*** Available records Section Begins ***

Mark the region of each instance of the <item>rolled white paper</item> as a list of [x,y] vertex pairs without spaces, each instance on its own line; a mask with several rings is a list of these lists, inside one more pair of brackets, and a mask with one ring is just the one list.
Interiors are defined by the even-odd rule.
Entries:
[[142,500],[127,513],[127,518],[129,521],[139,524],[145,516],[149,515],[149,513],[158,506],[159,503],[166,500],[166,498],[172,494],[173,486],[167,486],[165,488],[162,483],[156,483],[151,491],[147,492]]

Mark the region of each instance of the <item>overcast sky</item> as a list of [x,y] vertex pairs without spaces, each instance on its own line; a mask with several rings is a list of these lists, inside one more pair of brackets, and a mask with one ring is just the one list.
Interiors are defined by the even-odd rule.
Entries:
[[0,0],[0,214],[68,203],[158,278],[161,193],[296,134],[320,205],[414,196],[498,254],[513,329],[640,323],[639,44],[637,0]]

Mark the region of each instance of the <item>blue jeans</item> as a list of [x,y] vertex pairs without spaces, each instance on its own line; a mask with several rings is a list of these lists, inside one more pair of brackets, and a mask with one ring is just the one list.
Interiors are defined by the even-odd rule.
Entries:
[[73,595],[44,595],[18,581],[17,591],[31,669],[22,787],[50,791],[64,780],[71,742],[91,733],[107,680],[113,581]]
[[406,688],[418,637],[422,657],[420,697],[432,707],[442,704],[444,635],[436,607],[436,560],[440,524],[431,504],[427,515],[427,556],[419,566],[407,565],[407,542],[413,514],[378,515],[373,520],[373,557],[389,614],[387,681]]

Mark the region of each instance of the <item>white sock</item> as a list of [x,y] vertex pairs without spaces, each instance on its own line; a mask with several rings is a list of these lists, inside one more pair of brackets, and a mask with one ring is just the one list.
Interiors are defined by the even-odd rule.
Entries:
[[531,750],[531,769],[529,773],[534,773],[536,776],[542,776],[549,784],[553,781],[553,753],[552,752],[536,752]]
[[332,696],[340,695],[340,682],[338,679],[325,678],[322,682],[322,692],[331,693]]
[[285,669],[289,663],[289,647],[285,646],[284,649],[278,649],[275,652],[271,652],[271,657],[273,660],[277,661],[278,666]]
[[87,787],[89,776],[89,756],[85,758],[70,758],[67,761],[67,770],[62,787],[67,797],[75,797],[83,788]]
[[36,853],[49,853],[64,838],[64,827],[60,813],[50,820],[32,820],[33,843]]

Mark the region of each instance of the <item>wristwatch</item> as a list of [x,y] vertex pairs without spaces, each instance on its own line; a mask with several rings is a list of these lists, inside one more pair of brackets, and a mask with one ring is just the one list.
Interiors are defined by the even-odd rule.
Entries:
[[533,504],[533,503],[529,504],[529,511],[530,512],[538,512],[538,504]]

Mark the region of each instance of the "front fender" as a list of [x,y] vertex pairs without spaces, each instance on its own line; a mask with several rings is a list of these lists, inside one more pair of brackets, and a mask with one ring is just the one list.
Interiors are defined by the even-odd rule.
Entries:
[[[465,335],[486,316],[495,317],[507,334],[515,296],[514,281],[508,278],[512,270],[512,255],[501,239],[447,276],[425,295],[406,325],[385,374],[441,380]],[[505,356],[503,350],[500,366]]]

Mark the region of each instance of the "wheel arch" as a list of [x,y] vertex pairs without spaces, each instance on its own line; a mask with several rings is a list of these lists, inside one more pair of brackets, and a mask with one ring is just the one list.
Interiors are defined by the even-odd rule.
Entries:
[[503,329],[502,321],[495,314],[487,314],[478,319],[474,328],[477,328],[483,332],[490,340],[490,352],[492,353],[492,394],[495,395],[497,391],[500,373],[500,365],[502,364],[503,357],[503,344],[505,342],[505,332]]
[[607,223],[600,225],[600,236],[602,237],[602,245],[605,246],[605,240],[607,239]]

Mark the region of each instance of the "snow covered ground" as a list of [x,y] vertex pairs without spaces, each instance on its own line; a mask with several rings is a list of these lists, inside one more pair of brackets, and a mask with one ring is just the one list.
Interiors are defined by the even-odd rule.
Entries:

*** Available records Section Ends ***

Brief :: From the listing above, copy all lines holding the word "white".

Exercise solution ::
Mark the region of each instance of the <item>rolled white paper</item> as a list of [x,y] vertex pairs without spaces, each instance on its own line; a mask with several rings is a list of these lists, inside one more pair of brackets, and a mask with one ring is just the one list.
Mark the region of each instance of the <item>white sock</item> as a list of [x,y] vertex pairs without spaces, each instance on its own line; a mask with several rings is a list of these lists, inside one more pair of brackets, and a mask with one ring is just the one list.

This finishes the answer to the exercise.